## PAGE:
──────────

### cuML

cuML is a suite of libraries that implement machine learning algorithms and mathematical primitives functions that share compatible APIs with other RAPIDS projects.

cuML enables data scientists, researchers, and software engineers to run traditional tabular ML tasks on GPUs without going into the details of CUDA programming. In most cases, cuML's Python API matches the API from scikit-learn.

For large datasets, these GPU-based implementations can complete 10-50x faster than their CPU equivalents. For details on performance, see the cuML Benchmarks Notebook.
    
[GitHub](https://github.com/rapidsai/cuml) | [Welcome Notebook](../welcome.ipynb#cuML---RAPIDS-Machine-Learning-Library)

In [1]:
from blazingsql import BlazingContext

# connect to BlazingSQL w/ BlazingContext API
bc = BlazingContext(pool=False)

BlazingContext ready


In [9]:
import os

# BlazingContext requires full data path
data_path = f'{os.getcwd().split("/intro_notebooks")[0]}/data/sample_taxi.csv'

# what's the data's path?

──────────

## WHAT YOU WILL DO:
Copy word for word the stretch of the cuML page from "cuML enables data" through "cuML Benchmarks Notebook.". The records have no connection to the cuML page.

## LISTING:
──────────

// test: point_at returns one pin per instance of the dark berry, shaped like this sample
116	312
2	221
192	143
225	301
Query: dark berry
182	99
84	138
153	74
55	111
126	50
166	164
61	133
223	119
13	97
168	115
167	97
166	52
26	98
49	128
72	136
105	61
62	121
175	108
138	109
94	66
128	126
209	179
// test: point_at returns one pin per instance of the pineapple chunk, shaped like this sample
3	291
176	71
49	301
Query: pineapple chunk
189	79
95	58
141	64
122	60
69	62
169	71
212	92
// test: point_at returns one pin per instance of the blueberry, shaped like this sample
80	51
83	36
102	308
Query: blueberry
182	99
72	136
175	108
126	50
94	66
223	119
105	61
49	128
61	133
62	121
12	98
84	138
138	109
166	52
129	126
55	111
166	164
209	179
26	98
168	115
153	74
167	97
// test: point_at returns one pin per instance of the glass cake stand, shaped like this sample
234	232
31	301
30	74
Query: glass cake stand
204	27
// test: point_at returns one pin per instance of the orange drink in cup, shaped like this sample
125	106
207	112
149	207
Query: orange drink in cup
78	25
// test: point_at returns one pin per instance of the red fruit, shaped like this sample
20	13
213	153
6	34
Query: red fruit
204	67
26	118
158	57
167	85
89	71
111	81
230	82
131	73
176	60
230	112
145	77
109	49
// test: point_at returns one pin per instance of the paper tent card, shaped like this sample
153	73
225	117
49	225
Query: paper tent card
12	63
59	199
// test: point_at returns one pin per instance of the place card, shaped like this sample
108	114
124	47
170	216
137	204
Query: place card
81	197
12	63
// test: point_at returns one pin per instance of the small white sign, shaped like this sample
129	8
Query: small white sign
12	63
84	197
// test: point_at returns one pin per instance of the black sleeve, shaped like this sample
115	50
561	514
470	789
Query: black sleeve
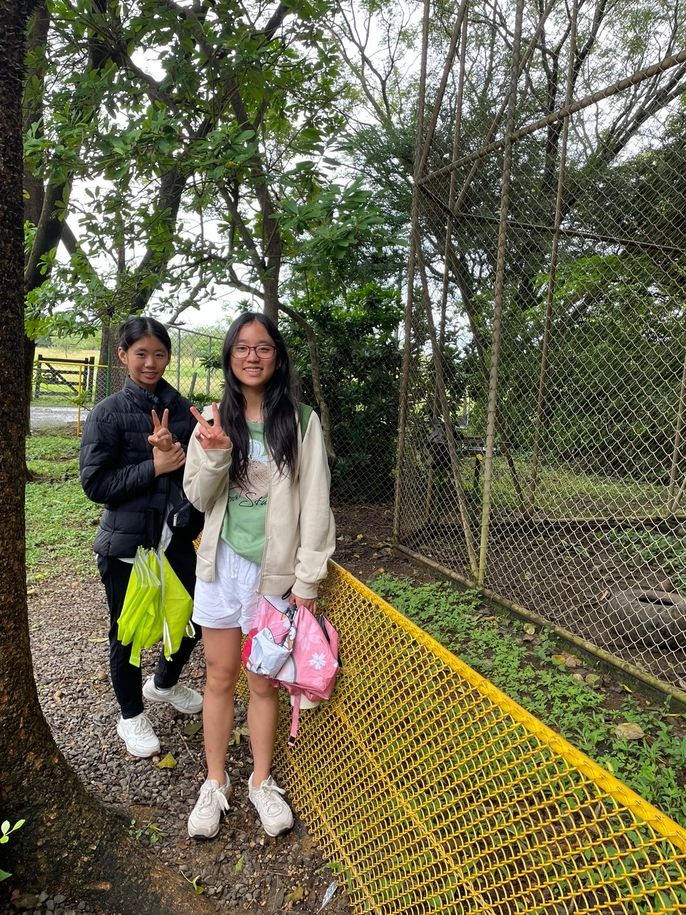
103	477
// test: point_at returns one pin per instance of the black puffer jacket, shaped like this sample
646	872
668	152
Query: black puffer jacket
117	469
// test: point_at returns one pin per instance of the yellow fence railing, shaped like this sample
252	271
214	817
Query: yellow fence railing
435	793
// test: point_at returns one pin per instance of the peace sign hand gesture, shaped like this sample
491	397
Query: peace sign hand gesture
161	436
210	437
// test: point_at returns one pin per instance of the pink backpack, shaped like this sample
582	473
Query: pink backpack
297	651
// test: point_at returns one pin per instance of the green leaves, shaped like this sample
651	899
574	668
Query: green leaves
6	831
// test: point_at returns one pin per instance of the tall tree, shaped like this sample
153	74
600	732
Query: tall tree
70	842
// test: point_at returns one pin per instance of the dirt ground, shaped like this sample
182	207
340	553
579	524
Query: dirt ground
242	868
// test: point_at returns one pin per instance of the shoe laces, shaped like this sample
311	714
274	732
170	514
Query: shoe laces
211	795
269	797
142	727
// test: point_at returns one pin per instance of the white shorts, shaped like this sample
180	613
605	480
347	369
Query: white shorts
230	601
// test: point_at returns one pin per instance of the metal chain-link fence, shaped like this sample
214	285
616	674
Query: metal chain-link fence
543	410
357	374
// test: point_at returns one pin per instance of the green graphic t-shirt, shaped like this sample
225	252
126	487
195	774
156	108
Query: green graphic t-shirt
246	510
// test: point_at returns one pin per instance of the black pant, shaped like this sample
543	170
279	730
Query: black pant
127	679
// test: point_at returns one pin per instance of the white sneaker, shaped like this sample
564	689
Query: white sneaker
211	805
275	814
138	735
182	698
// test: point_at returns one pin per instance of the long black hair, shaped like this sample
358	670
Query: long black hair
278	408
134	329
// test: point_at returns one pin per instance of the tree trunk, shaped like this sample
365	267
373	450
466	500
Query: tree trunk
70	842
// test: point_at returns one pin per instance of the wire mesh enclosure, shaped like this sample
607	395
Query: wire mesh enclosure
438	795
543	409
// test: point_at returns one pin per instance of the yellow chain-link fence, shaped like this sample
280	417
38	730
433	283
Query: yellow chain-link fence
542	441
435	793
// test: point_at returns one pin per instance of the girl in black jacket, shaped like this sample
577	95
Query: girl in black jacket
131	460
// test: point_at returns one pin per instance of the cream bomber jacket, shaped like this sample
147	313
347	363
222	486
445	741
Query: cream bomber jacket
300	533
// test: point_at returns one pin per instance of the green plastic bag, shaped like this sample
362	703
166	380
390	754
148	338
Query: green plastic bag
177	606
156	606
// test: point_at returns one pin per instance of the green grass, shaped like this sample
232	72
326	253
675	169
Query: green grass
563	493
60	520
179	373
525	663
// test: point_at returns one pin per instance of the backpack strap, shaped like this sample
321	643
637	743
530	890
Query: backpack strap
295	717
304	413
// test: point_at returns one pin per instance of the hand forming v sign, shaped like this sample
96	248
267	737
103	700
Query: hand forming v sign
161	436
210	437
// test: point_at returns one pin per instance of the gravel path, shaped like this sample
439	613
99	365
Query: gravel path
242	867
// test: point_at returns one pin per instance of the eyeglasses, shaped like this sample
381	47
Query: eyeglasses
262	350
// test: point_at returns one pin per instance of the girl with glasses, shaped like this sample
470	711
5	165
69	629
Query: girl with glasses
263	483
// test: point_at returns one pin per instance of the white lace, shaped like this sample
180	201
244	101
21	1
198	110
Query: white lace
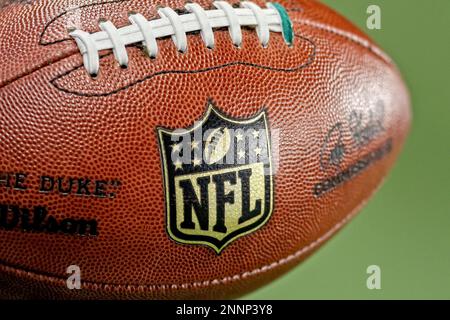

──────────

## FINAL ANSWER:
cuML enables data scientists, researchers, and software engineers to run traditional tabular ML tasks on GPUs without going into the details of CUDA programming. In most cases, cuML's Python API matches the API from scikit-learn.

For large datasets, these GPU-based implementations can complete 10-50x faster than their CPU equivalents. For details on performance, see the cuML Benchmarks Notebook.